OBJECTIF DE L'EXERCICE: Selon la chronique sur les paysans de l'île de Lewis, en quelle année lord Leverhulme a-t-il racheté l'île ?

SECTION DE TEXTE:

Les paysans de l’île de Lewis, une inspiration pour aujourd’hui?

La chronique de Jean-Marie Meilland • En 1920, certains paysans de l'île de Lewis n’acceptaient pas les servitudes du productivisme, lui préférant une existence plus sobre, choisie, et selon eux plus heureuse. Alors que nous avons peu à peu vu les impasses d’une modernisation destructrice, leur combat obstiné et leur victoire revêtent aujourd’hui un sens exemplaire.

Is treise Tuath na Tighearna (proverbe gaélique: les paysans sont plus forts que le seigneur)

L’île de Lewis est la plus importante des Hébrides extérieures dans le Nord-Ouest de l’Ecosse. A deux heures et demie de bateau des côtes du mainland, c’est un territoire au relief principalement plat, d’environ 1800 km2, peuplé actuellement de 18’500 habitants. On y vit encore en partie de la petite agriculture et de la fabrication du tissu de tweed. On y parle souvent gaélique, l’ancienne langue celtique de l’Ecosse, et la religion presbytérienne y est pratiquée avec ferveur.

Historiquement, l’île de Lewis appartint pendant des siècles aux chefs de clan Macleod puis Mackenzie. Puis au XIXème siècle, l’île passa entièrement aux mains d’une famille de marchands, les Matheson, avant qu’en 1918 elle soit rachetée par le magnat anglais du savon, lord Leverhulme (fondateur de ce qui allait devenir la multinationale Unilever). Cette survivance de la grande propriété terrienne avait pour conséquence que les paysans n’étaient jamais propriétaires de leurs terres, et qu’ils pouvaient être à tout moment expulsés. En conséquence, la revendication de garanties pour conserver leur maison et les terrains qu’ils cultivaient fut cruciale pour les paysans durant le XIXème siècle et le début du XXème siècle. Une loi fut votée en 1886 qui instaura le système du crofting, qui assurait aux paysans le contrôle d’une petite exploitation vouée à l’agriculture de subsistance.

De 1919 à 1921, Lord Leverhulme eut à affronter la résistance résolue d’un certain nombre de petits paysans. En capitaliste paternaliste, il avait planifié et aussitôt mis en œuvre le développement à Lewis de pêcheries et d’autres activités annexes, qui devaient amener la prospérité à l’île. Il avait prévu de créer de grandes fermes productivistes pour ravitailler Stornoway, la capitale. Il était soutenu par une majorité des habitants qui voyaient du meilleur œil une initiative qui améliorait leurs conditions de vie.

DONNÉES ENREGISTRÉES:
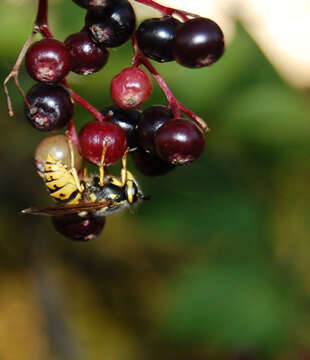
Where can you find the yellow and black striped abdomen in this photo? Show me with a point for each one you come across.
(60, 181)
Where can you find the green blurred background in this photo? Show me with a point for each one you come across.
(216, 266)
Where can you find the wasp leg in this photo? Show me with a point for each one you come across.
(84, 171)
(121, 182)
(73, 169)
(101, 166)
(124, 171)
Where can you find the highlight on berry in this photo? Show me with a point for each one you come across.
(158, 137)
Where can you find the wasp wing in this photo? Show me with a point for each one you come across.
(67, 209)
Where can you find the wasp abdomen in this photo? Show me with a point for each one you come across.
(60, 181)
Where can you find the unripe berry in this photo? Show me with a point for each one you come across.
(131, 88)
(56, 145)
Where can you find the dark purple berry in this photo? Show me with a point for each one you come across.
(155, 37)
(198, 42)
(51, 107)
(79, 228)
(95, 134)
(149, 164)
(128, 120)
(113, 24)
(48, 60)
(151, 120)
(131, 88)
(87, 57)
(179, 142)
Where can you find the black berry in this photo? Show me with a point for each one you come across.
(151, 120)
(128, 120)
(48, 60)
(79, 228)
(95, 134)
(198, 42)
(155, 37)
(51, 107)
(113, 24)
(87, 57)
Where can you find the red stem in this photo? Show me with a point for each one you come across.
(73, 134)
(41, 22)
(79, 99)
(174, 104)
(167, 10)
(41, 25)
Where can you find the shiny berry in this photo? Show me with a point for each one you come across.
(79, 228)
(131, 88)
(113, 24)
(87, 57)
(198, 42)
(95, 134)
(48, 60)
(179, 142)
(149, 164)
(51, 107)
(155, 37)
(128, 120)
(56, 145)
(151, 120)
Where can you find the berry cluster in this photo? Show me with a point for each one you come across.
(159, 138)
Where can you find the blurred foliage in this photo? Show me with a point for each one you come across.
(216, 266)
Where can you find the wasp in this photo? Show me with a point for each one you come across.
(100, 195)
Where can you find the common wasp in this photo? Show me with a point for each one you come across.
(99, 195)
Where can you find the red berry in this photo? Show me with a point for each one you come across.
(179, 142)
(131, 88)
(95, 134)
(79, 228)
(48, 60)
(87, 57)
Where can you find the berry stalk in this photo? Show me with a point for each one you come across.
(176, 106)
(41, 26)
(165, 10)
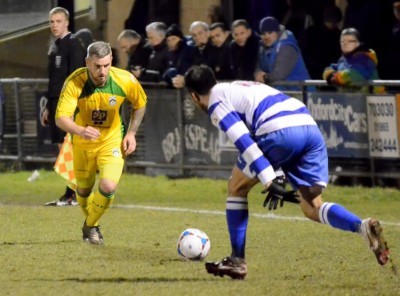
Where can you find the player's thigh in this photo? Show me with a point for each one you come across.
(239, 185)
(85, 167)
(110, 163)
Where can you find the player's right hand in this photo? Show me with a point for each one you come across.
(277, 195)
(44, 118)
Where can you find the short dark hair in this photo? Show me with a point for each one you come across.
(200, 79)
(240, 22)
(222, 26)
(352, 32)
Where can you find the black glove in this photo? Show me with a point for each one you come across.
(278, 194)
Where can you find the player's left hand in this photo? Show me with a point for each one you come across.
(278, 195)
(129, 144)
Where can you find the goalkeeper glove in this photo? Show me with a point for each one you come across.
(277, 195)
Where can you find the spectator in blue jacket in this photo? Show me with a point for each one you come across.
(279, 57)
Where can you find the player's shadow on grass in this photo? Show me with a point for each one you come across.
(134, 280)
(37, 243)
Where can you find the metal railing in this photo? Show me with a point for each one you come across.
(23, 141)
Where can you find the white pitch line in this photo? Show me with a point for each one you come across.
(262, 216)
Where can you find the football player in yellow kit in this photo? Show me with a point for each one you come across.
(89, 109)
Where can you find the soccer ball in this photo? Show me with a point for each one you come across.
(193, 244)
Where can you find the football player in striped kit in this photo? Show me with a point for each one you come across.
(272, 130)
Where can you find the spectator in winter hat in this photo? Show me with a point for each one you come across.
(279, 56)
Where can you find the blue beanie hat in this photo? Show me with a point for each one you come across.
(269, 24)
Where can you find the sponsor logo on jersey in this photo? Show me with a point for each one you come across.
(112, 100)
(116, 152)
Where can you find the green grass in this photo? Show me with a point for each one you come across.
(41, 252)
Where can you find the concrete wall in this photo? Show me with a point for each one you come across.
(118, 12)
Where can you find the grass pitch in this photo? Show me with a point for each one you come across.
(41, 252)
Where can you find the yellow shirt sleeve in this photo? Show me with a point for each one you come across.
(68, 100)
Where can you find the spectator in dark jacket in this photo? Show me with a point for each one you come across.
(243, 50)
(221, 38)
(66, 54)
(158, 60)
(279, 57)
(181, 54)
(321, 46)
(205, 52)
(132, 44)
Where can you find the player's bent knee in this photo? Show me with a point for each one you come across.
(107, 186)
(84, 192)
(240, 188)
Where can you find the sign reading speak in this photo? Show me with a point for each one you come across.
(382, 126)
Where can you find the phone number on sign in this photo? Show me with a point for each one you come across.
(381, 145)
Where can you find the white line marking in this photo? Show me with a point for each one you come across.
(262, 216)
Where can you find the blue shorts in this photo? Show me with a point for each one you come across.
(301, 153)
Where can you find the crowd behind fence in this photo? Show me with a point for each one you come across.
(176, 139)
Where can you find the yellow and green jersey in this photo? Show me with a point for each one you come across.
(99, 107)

...

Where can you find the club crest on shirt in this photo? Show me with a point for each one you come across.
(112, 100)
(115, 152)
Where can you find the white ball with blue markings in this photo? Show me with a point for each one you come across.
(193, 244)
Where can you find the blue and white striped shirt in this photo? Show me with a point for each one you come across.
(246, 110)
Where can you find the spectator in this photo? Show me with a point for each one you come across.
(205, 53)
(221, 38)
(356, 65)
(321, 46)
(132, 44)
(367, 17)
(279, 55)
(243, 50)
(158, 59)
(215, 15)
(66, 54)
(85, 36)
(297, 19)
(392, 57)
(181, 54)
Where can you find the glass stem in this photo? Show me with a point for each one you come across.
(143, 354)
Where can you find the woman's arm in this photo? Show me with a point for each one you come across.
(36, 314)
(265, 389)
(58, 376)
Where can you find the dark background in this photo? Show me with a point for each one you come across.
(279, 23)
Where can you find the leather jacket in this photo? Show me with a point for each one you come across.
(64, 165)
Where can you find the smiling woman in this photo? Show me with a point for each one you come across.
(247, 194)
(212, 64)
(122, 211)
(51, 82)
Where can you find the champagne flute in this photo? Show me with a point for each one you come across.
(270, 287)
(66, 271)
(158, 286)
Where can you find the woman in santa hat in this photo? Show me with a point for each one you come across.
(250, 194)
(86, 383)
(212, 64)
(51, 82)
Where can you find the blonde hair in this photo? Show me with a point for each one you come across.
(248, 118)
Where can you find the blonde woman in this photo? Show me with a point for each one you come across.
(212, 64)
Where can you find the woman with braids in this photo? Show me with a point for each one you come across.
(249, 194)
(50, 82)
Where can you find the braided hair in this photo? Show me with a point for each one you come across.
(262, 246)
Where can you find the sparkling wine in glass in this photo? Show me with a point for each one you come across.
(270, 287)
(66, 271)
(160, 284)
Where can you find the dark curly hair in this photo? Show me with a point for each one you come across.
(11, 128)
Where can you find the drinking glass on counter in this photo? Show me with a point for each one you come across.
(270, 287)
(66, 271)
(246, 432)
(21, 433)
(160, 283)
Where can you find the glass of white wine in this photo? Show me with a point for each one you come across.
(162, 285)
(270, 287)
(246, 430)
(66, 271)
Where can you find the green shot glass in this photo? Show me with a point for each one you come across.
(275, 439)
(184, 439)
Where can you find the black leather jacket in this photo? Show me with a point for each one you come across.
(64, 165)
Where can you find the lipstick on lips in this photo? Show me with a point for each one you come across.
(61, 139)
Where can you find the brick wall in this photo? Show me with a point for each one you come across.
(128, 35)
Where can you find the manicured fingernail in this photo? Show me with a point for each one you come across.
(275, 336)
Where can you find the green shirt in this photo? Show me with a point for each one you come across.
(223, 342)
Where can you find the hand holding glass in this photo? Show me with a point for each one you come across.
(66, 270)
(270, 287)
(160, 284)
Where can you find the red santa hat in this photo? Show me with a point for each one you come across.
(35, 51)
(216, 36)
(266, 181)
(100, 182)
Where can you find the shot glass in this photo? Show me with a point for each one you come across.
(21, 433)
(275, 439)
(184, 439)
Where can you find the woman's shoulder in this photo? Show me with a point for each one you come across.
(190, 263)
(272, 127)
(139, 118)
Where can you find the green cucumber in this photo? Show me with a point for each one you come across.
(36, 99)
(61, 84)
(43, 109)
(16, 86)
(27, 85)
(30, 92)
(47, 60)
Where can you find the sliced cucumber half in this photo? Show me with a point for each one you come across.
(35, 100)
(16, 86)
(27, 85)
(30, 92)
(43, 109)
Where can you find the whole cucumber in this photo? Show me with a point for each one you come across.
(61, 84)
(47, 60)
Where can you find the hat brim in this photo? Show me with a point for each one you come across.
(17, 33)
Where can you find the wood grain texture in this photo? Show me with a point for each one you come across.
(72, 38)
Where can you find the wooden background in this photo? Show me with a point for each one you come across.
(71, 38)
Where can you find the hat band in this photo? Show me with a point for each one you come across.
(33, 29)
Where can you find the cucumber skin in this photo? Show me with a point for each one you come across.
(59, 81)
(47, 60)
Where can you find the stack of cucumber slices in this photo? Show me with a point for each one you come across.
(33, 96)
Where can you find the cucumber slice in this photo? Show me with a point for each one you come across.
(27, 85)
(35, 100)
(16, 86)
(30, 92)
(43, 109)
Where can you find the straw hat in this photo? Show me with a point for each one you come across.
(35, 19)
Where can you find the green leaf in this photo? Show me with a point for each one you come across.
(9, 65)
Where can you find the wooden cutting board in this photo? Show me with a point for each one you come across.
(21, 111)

==

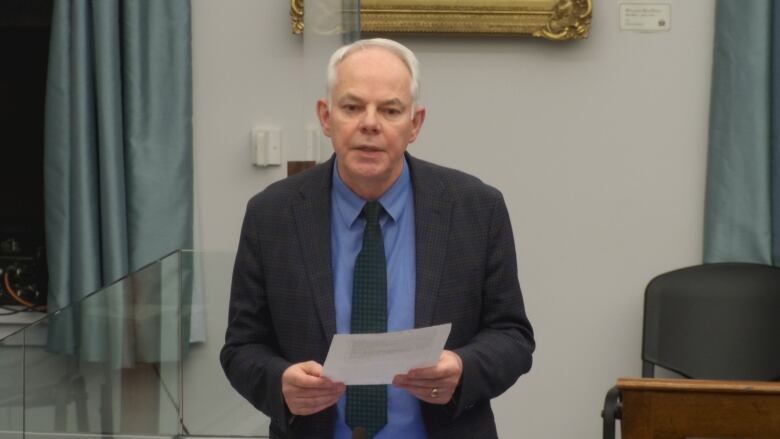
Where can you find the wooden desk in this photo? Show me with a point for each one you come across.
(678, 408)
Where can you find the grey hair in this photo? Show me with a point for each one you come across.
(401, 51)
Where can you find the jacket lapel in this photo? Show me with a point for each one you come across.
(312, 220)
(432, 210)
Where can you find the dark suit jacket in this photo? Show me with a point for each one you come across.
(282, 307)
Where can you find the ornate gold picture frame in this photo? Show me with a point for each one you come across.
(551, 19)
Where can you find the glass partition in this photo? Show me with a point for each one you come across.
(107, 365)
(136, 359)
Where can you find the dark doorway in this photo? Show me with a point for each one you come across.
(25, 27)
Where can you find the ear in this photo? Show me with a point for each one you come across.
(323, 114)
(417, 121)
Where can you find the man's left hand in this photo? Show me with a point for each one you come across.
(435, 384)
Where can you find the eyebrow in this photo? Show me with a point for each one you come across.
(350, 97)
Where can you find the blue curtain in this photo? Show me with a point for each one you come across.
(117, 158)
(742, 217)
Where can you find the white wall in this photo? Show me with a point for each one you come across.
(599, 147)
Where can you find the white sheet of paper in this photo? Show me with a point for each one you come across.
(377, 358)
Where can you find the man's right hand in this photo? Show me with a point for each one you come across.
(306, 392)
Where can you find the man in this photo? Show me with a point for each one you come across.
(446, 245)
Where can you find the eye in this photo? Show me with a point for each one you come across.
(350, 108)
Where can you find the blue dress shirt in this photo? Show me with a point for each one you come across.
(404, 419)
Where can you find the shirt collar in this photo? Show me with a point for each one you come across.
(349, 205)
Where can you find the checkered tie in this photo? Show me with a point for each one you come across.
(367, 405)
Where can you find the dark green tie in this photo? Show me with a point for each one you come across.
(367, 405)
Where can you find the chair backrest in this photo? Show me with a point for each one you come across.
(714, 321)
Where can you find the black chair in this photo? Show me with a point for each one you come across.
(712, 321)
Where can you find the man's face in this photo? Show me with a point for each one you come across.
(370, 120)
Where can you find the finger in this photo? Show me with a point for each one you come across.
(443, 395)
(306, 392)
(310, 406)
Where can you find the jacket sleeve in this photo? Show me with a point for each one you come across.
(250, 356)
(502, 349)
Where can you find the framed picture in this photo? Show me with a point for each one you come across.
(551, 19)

RÉPONSE COMPLÈTE: Lord Leverhulme a racheté l'île de Lewis en 1918.